# [Stated task]
Repeat each line of the material exactly.

# [Items listed in a dataset]
········
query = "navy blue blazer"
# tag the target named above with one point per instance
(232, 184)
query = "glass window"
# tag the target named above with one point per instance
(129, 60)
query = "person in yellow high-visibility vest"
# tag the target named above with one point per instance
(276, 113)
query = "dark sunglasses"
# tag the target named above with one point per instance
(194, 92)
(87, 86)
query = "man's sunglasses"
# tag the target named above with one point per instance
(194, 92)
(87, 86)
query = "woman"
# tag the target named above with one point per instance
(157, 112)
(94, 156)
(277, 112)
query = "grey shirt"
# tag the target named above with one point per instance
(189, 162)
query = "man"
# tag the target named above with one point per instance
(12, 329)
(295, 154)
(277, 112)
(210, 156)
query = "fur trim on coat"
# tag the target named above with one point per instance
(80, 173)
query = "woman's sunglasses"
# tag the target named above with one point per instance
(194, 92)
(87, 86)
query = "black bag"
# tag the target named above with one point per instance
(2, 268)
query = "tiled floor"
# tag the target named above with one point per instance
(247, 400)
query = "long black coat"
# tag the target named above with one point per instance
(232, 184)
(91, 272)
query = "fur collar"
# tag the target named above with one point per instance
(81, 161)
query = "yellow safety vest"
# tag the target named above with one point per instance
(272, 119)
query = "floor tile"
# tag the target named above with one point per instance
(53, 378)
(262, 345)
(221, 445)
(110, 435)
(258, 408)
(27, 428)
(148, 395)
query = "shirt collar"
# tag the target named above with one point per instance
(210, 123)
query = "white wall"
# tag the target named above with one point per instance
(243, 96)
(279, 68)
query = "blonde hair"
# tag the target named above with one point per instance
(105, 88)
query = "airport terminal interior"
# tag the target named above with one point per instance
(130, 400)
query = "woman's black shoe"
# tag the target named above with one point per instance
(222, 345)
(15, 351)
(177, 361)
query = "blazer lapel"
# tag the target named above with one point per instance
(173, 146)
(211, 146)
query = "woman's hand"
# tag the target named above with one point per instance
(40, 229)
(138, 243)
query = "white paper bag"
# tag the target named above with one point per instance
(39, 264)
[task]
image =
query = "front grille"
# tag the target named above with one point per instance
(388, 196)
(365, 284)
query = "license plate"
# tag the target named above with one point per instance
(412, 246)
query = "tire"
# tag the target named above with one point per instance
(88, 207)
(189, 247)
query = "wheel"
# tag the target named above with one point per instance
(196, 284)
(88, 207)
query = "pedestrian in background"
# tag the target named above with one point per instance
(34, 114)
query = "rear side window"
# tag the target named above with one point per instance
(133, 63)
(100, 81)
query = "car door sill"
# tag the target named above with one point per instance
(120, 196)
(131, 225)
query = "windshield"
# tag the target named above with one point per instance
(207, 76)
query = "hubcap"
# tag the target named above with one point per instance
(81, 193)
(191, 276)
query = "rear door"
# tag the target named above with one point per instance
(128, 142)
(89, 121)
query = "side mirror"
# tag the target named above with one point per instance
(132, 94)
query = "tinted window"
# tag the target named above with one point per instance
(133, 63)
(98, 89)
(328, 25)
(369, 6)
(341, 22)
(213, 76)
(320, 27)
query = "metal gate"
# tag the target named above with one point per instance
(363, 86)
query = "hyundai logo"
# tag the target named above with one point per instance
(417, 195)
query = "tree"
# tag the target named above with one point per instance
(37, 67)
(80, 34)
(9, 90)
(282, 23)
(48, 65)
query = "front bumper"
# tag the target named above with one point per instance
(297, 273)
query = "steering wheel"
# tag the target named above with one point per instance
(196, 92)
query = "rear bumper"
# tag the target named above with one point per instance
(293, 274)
········
# [Exercise answer]
query = "navy blue blazer"
# tag the target named above with one point per instance
(232, 184)
query = "glass window"
# tag the target named above with one point per instance
(129, 60)
query = "person in yellow high-visibility vest"
# tag the target named above with one point per instance
(276, 113)
query = "dark sunglasses"
# tag the target named above with one point per instance
(194, 92)
(87, 86)
query = "man's sunglasses"
# tag the target named above with one point per instance
(194, 92)
(87, 86)
query = "woman"
# tag the target named above with one point per instance
(157, 112)
(94, 156)
(277, 112)
query = "grey shirt"
# tag the target named above with one point per instance
(189, 162)
query = "man"
# tag the target named above with one point per instance
(12, 329)
(295, 154)
(277, 112)
(210, 156)
query = "fur trim on coat"
# tag the target named above with one point per instance
(80, 173)
query = "woman's sunglasses"
# tag the target named above with one point per instance
(194, 92)
(87, 86)
query = "black bag"
# tag the target named above with one point per instance
(2, 268)
query = "tiled floor"
# tag the target named above with one point per instance
(247, 400)
query = "long black coat"
# tag the target named above with one point per instance
(232, 184)
(91, 272)
query = "fur collar"
# tag the target named above with one point per instance
(81, 161)
query = "yellow safety vest"
# tag the target named above with one point per instance
(272, 119)
query = "floor tile"
# tag the target named above with one point per instance
(53, 378)
(262, 345)
(221, 445)
(110, 435)
(258, 408)
(27, 428)
(148, 395)
query = "shirt collar"
# tag the target named above with one point per instance
(210, 123)
query = "white wall"
# tag the target named above with one point per instance
(243, 96)
(279, 68)
query = "blonde hair"
# tag the target named above with one point per instance
(105, 88)
query = "airport terminal interior"
# tag the target named above with one point per instance
(130, 400)
query = "woman's black shoe"
# tag the target named above with one point per instance
(222, 345)
(15, 351)
(177, 361)
query = "blazer lapel"
# tag the target named above with one point per instance
(173, 146)
(211, 146)
query = "woman's hand"
# tag the target named above with one point per instance
(40, 229)
(138, 243)
query = "white paper bag"
# tag the target named above with one point per instance
(39, 264)
[task]
image =
query = "front grille"
# tag the target named above with one point per instance
(388, 196)
(365, 284)
query = "license plate"
# tag the target named above with one point per instance
(412, 246)
query = "tire"
# tag the target named above with one point per instance
(88, 207)
(189, 247)
query = "wheel"
# tag the target named above with one point per instance
(196, 284)
(88, 207)
query = "pedestrian in background"
# tag the target named above with one point per instance
(34, 114)
query = "rear side window"
# tag the target named above with one point per instance
(133, 63)
(100, 81)
query = "car door sill"
# tag the target named above with one point per instance
(120, 196)
(131, 225)
query = "windshield"
# tag the target named above with one point per instance
(207, 76)
query = "hubcap"
# tag the target named above with one point per instance
(81, 193)
(191, 276)
query = "rear door"
# tag the target named above with one point per instance
(128, 142)
(89, 121)
query = "side mirror"
# tag the target named above with one point per instance
(132, 94)
query = "tinted window"
# tag the target named above with one point per instance
(133, 63)
(98, 89)
(328, 25)
(369, 6)
(341, 22)
(213, 76)
(320, 27)
query = "metal gate"
# tag the target named above with one point per instance
(363, 86)
query = "hyundai logo"
# tag the target named above with one point per instance
(417, 195)
query = "tree"
# tag the target named above with one point per instance
(37, 67)
(80, 34)
(9, 90)
(282, 23)
(48, 65)
query = "front bumper"
# tag the target named above with one point per instance
(297, 273)
query = "steering wheel"
# tag the target named above with one point per instance
(196, 92)
query = "rear bumper"
# tag the target named above with one point per instance
(293, 274)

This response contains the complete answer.